- Task requirements: I need all the entries repeated exactly as written.

• • • •

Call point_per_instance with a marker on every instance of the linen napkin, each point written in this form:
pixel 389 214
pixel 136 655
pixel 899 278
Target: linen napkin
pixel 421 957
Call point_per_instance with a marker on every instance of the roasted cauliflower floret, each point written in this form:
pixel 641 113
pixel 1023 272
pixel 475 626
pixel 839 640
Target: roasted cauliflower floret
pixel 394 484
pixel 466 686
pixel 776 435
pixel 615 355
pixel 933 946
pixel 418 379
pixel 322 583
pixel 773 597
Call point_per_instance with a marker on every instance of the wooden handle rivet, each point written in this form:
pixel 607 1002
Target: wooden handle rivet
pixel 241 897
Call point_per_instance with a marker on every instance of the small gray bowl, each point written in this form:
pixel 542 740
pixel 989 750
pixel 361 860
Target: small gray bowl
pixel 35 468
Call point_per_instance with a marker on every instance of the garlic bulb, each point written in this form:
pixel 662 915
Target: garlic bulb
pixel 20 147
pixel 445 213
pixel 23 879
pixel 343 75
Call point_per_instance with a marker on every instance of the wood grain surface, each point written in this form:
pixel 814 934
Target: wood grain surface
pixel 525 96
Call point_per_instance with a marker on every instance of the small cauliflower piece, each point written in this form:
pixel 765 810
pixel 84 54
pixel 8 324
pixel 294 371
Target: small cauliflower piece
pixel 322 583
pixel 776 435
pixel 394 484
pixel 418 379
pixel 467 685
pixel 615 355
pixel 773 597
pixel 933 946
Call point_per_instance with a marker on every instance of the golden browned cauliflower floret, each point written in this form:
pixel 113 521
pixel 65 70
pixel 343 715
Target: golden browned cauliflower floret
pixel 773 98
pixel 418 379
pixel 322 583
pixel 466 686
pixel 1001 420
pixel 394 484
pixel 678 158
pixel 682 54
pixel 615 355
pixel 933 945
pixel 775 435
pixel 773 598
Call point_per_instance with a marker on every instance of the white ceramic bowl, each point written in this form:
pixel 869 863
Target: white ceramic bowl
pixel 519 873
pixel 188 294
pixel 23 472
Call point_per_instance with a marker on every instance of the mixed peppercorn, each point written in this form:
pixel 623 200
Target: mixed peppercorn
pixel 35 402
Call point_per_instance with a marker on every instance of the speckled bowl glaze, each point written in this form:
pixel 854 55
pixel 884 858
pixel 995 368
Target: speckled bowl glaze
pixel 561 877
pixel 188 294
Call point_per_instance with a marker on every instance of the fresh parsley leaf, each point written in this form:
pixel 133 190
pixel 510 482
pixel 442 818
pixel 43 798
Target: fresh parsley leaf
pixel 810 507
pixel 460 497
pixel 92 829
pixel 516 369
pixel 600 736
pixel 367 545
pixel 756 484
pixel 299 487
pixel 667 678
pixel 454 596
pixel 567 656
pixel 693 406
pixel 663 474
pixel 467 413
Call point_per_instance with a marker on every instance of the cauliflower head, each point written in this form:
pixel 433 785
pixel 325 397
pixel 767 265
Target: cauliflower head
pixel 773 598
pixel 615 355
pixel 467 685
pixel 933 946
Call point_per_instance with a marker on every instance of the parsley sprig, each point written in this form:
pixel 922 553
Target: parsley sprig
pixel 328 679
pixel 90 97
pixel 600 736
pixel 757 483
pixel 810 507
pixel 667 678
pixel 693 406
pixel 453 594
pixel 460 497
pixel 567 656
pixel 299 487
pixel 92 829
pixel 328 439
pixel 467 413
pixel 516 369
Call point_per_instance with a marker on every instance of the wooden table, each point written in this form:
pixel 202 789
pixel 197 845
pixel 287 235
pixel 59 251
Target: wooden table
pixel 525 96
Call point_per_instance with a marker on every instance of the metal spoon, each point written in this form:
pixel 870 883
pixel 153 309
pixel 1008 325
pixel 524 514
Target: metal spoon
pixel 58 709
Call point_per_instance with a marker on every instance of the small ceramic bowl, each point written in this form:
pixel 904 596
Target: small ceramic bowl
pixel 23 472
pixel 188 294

• • • •

- Finished task:
Call point_per_instance with a marker on every instance of the linen napkin, each point written in this form:
pixel 389 214
pixel 136 655
pixel 899 278
Target: linen napkin
pixel 421 957
Call point_per_instance with a marker on every instance of the roasted cauliflower floret, each point written in this form:
pixel 641 113
pixel 1023 272
pixel 475 626
pixel 839 640
Target: roasted cauliflower floret
pixel 394 484
pixel 466 686
pixel 776 435
pixel 615 355
pixel 933 946
pixel 418 379
pixel 322 583
pixel 773 597
Call point_per_instance with a marker on every instance of the wooden handle rivet, each point written in this form:
pixel 607 1002
Target: wooden handle rivet
pixel 241 897
Call point_per_instance with a marker on every instance of the small gray bowl, each point written in this form:
pixel 542 740
pixel 989 750
pixel 361 860
Target: small gray bowl
pixel 35 468
Call point_per_instance with a marker on every instance of the garlic bulb, each point written in this form:
pixel 662 915
Target: garlic bulb
pixel 20 147
pixel 445 213
pixel 23 879
pixel 343 75
Call point_per_instance with a marker on every instance of the wood grain surface, each point written in this form:
pixel 814 934
Target: wood grain surface
pixel 525 96
Call point_per_instance with a marker on every instance of the small cauliflower piece, each point written in this form:
pixel 765 810
pixel 84 54
pixel 8 324
pixel 294 371
Target: small cauliflower piece
pixel 322 583
pixel 776 435
pixel 394 484
pixel 418 379
pixel 467 685
pixel 615 355
pixel 773 597
pixel 933 946
Call point_per_instance with a marker on every instance of the golden browned cauliflower floret, each point written in this form:
pixel 113 521
pixel 65 70
pixel 343 715
Target: golden browned cauliflower floret
pixel 773 98
pixel 418 379
pixel 322 583
pixel 466 686
pixel 1001 420
pixel 394 484
pixel 678 158
pixel 682 54
pixel 615 355
pixel 933 945
pixel 775 435
pixel 773 598
Call point_per_instance with a marker on every instance of the white ceramic bowl, each point written in this form:
pixel 869 863
Target: white ceramic bowl
pixel 519 873
pixel 188 294
pixel 23 472
Call point_per_instance with a marker on every instance of the mixed peppercorn, each point written in this form:
pixel 623 200
Target: mixed peppercorn
pixel 35 402
Call point_per_instance with a marker on every instance of the speckled bowl glaze, each point written in this form:
pixel 854 55
pixel 884 858
pixel 995 368
Target: speckled bowl glaze
pixel 561 877
pixel 188 294
Call point_per_instance with a marker on every instance of the fresh parsley leaf, each point written in this form:
pixel 133 190
pixel 510 482
pixel 442 818
pixel 43 798
Target: fresh parsley leaf
pixel 810 507
pixel 460 497
pixel 92 829
pixel 516 369
pixel 600 736
pixel 367 545
pixel 756 484
pixel 299 487
pixel 667 678
pixel 454 596
pixel 567 656
pixel 693 406
pixel 663 474
pixel 467 413
Call point_per_instance with a marker on every instance of the cauliflower head, each point written in this form:
pixel 433 785
pixel 325 397
pixel 767 265
Target: cauliflower head
pixel 773 598
pixel 615 355
pixel 467 685
pixel 933 946
Call point_per_instance with a marker on every instance of the parsley sprig, each point written in this form:
pixel 922 553
Target: parsley sprig
pixel 328 679
pixel 90 97
pixel 600 736
pixel 757 483
pixel 810 507
pixel 667 678
pixel 693 406
pixel 453 594
pixel 460 497
pixel 567 656
pixel 299 487
pixel 92 829
pixel 328 439
pixel 467 413
pixel 516 369
Call point_per_instance with a marker on every instance of the wooden table, each point written in this form:
pixel 202 789
pixel 197 845
pixel 287 235
pixel 59 251
Target: wooden table
pixel 525 96
Call point_per_instance with a marker on every instance of the metal spoon, each point written in this form:
pixel 870 883
pixel 153 309
pixel 1008 325
pixel 524 514
Target: metal spoon
pixel 58 709
Call point_per_instance with a marker on every instance of the small ceramic bowl, each point written in this form:
pixel 904 596
Target: small ceramic bowl
pixel 23 472
pixel 188 294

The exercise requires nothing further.